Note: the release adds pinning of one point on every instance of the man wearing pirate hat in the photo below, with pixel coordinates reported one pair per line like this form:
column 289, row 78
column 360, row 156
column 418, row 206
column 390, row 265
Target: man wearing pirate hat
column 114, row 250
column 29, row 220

* EXERCISE OBJECTIVE *
Copy the full listing word for word.

* SOLVED PROBLEM *
Note: the release adds pinning of one point on every instance of the man wearing pirate hat in the photo below, with pixel coordinates reported one pair per line like this form:
column 289, row 78
column 360, row 156
column 418, row 206
column 390, row 265
Target: man wearing pirate hat
column 114, row 250
column 29, row 220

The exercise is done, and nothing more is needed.